(Data extracted from a collection)
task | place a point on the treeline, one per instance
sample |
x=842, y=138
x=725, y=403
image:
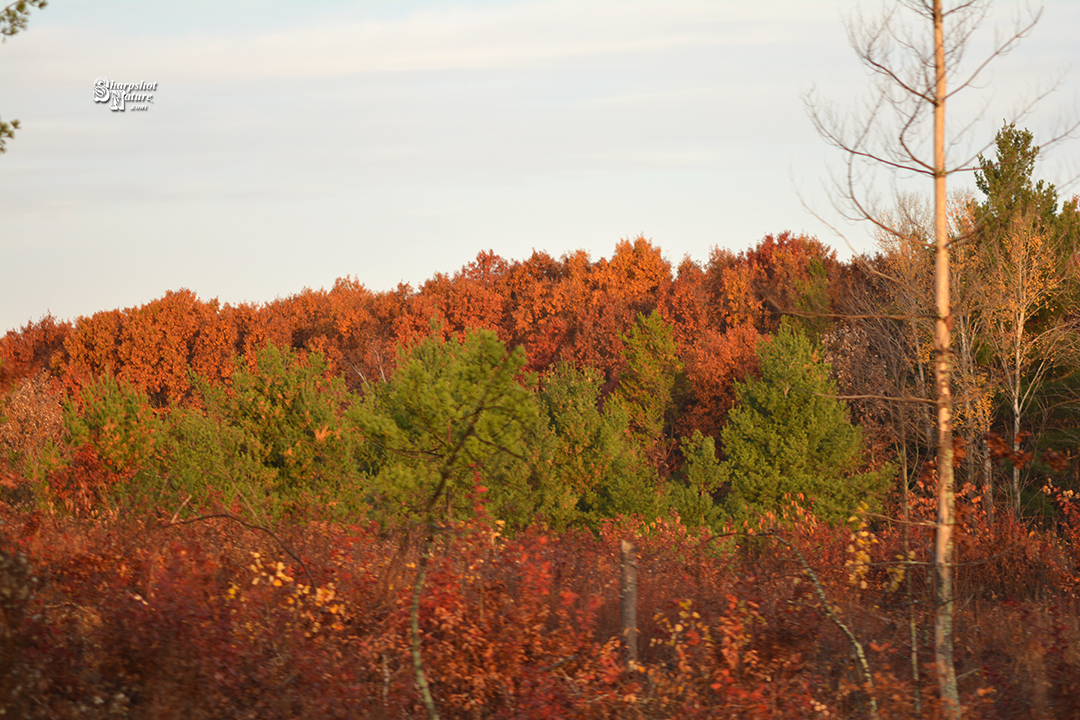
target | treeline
x=667, y=358
x=287, y=508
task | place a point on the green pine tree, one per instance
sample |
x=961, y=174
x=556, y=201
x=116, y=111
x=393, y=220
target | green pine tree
x=785, y=435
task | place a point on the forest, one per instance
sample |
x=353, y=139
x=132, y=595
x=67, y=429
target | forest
x=412, y=502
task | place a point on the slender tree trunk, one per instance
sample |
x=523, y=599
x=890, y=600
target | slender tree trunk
x=943, y=546
x=629, y=602
x=1016, y=413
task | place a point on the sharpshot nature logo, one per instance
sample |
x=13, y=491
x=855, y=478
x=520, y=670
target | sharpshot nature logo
x=124, y=95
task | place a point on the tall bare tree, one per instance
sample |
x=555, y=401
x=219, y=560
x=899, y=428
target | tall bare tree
x=917, y=68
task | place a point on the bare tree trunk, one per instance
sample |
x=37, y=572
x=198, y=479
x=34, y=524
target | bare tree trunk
x=1016, y=415
x=629, y=602
x=943, y=546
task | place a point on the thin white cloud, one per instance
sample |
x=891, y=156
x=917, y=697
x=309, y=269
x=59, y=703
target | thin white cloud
x=512, y=36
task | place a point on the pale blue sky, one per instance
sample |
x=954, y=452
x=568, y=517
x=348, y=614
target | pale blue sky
x=292, y=144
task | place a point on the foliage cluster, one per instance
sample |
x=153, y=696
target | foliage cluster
x=121, y=617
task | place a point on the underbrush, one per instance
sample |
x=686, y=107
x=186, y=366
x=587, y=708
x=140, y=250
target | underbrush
x=130, y=615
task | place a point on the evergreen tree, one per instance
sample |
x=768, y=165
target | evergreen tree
x=785, y=435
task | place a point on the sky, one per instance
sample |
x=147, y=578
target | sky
x=288, y=144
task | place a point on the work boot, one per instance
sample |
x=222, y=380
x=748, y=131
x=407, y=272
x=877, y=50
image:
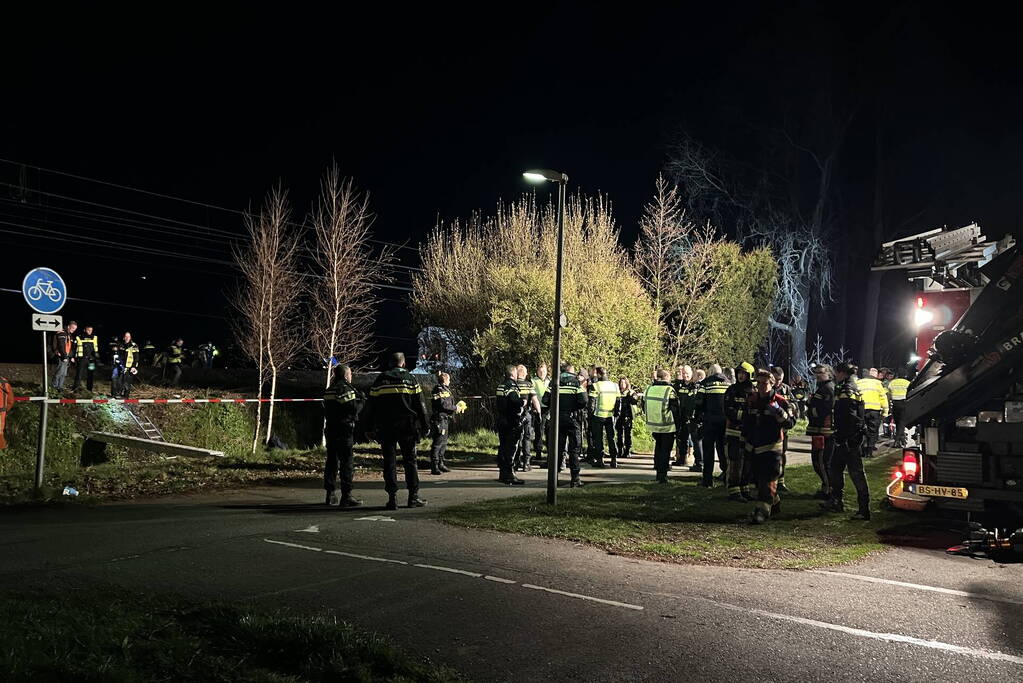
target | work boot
x=833, y=505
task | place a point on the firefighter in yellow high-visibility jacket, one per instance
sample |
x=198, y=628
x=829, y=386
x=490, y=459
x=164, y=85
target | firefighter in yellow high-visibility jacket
x=875, y=408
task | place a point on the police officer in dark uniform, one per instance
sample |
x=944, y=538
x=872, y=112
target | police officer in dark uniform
x=443, y=408
x=397, y=417
x=571, y=410
x=710, y=414
x=342, y=404
x=849, y=434
x=509, y=406
x=820, y=428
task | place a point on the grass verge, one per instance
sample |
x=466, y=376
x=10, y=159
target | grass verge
x=113, y=635
x=683, y=522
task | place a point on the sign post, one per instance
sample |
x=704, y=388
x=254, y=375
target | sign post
x=45, y=292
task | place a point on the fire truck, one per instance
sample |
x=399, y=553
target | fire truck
x=966, y=404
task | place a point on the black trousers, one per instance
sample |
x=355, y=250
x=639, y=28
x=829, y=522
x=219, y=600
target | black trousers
x=848, y=455
x=439, y=446
x=522, y=453
x=570, y=437
x=601, y=427
x=766, y=470
x=508, y=437
x=872, y=419
x=539, y=433
x=820, y=458
x=681, y=444
x=898, y=408
x=390, y=446
x=340, y=469
x=696, y=435
x=714, y=439
x=623, y=437
x=662, y=451
x=82, y=367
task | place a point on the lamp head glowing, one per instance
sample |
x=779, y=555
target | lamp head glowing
x=539, y=175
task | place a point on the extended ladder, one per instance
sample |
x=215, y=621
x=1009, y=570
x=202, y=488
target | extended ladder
x=148, y=428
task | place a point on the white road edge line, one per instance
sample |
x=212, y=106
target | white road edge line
x=920, y=587
x=861, y=633
x=448, y=568
x=584, y=597
x=464, y=573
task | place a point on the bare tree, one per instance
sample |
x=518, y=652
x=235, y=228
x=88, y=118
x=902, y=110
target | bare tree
x=268, y=301
x=343, y=299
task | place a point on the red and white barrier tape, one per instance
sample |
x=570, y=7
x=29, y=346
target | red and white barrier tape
x=69, y=402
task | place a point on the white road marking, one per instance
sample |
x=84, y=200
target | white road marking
x=369, y=557
x=921, y=587
x=498, y=580
x=861, y=633
x=293, y=545
x=450, y=570
x=583, y=597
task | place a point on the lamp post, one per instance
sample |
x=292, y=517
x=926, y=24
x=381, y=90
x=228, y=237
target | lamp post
x=539, y=176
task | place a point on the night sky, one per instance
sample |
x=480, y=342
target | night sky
x=437, y=111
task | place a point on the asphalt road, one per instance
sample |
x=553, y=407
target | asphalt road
x=505, y=607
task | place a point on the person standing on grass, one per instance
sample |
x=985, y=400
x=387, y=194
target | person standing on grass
x=443, y=407
x=623, y=427
x=849, y=426
x=63, y=344
x=342, y=405
x=397, y=418
x=766, y=417
x=660, y=406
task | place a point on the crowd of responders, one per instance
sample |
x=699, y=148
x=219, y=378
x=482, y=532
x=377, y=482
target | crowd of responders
x=737, y=419
x=77, y=354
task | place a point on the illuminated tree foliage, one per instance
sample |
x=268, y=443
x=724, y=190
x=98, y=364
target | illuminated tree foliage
x=488, y=284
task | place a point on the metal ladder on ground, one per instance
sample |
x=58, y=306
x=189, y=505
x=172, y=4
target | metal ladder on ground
x=150, y=430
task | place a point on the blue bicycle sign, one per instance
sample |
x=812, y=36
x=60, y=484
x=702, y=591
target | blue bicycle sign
x=44, y=290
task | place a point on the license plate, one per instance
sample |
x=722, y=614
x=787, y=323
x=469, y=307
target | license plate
x=941, y=491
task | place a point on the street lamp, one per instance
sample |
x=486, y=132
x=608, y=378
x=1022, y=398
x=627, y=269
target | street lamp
x=539, y=176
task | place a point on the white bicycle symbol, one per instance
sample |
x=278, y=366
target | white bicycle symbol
x=44, y=287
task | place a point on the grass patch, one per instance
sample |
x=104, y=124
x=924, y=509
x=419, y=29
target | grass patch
x=683, y=522
x=89, y=634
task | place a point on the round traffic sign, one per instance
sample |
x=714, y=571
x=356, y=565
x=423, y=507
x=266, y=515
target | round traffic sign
x=44, y=290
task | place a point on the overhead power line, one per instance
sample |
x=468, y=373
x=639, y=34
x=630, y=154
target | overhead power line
x=159, y=194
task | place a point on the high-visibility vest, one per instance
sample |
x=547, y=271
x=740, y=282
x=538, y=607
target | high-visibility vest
x=607, y=396
x=898, y=388
x=80, y=343
x=657, y=410
x=873, y=392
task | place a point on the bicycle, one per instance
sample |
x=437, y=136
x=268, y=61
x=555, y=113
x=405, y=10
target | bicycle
x=44, y=287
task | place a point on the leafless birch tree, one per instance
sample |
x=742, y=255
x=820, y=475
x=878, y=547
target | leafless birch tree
x=269, y=297
x=343, y=300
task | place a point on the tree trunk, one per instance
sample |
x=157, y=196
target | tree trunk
x=273, y=394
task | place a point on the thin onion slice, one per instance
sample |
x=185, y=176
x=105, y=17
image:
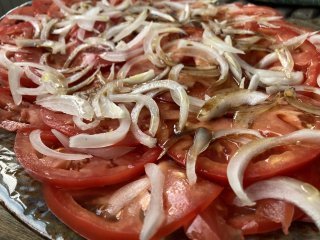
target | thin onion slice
x=290, y=96
x=105, y=153
x=301, y=194
x=132, y=27
x=125, y=195
x=103, y=139
x=155, y=215
x=38, y=145
x=221, y=103
x=146, y=101
x=201, y=142
x=14, y=75
x=247, y=152
x=85, y=126
x=180, y=93
x=72, y=105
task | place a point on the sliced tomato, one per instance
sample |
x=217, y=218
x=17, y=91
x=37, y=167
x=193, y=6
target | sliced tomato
x=211, y=225
x=267, y=216
x=182, y=203
x=64, y=124
x=13, y=117
x=92, y=172
x=213, y=163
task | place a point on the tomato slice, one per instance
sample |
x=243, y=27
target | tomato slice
x=212, y=163
x=14, y=117
x=211, y=225
x=93, y=172
x=182, y=203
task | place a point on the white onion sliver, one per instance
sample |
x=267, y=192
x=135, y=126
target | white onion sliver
x=85, y=126
x=132, y=27
x=105, y=153
x=179, y=91
x=246, y=153
x=68, y=104
x=235, y=131
x=103, y=139
x=219, y=104
x=146, y=101
x=155, y=215
x=125, y=195
x=38, y=145
x=201, y=141
x=14, y=75
x=301, y=194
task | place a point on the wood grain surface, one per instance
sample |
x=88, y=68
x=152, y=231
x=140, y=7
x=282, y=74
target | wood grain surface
x=11, y=228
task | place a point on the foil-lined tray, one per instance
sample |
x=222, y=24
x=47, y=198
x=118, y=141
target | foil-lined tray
x=21, y=195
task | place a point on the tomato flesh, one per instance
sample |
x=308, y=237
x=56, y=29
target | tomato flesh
x=93, y=172
x=182, y=203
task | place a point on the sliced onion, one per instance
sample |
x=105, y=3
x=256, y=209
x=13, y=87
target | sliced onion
x=299, y=88
x=254, y=82
x=247, y=152
x=123, y=196
x=267, y=60
x=32, y=76
x=209, y=54
x=235, y=131
x=104, y=107
x=155, y=215
x=175, y=72
x=103, y=139
x=72, y=105
x=269, y=77
x=85, y=126
x=125, y=69
x=147, y=101
x=185, y=14
x=132, y=27
x=180, y=93
x=221, y=103
x=201, y=142
x=38, y=145
x=301, y=194
x=14, y=75
x=121, y=56
x=286, y=60
x=75, y=77
x=40, y=90
x=210, y=39
x=294, y=42
x=33, y=21
x=291, y=98
x=47, y=28
x=4, y=60
x=138, y=39
x=148, y=43
x=89, y=21
x=64, y=8
x=85, y=82
x=74, y=53
x=233, y=63
x=105, y=153
x=114, y=30
x=44, y=68
x=164, y=16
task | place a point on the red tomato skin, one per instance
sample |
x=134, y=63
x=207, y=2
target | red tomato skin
x=28, y=158
x=293, y=158
x=178, y=213
x=79, y=219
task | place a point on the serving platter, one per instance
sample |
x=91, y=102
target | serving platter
x=21, y=195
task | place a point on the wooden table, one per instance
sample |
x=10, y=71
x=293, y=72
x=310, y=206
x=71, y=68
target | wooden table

-- What you have to do --
Of the entries above, transcribe exactly those lines that fall between the line containing "x=356, y=565" and the line containing "x=538, y=607", together with those two lines.

-- Answer to this task --
x=356, y=565
x=423, y=507
x=266, y=515
target | round traffic sign
x=44, y=290
task | place a point on the overhead power line, one per instance
sample |
x=468, y=373
x=639, y=34
x=630, y=154
target | overhead power line
x=159, y=194
task | place a point on the high-visibility vest, one per instance
sample |
x=547, y=271
x=740, y=282
x=538, y=607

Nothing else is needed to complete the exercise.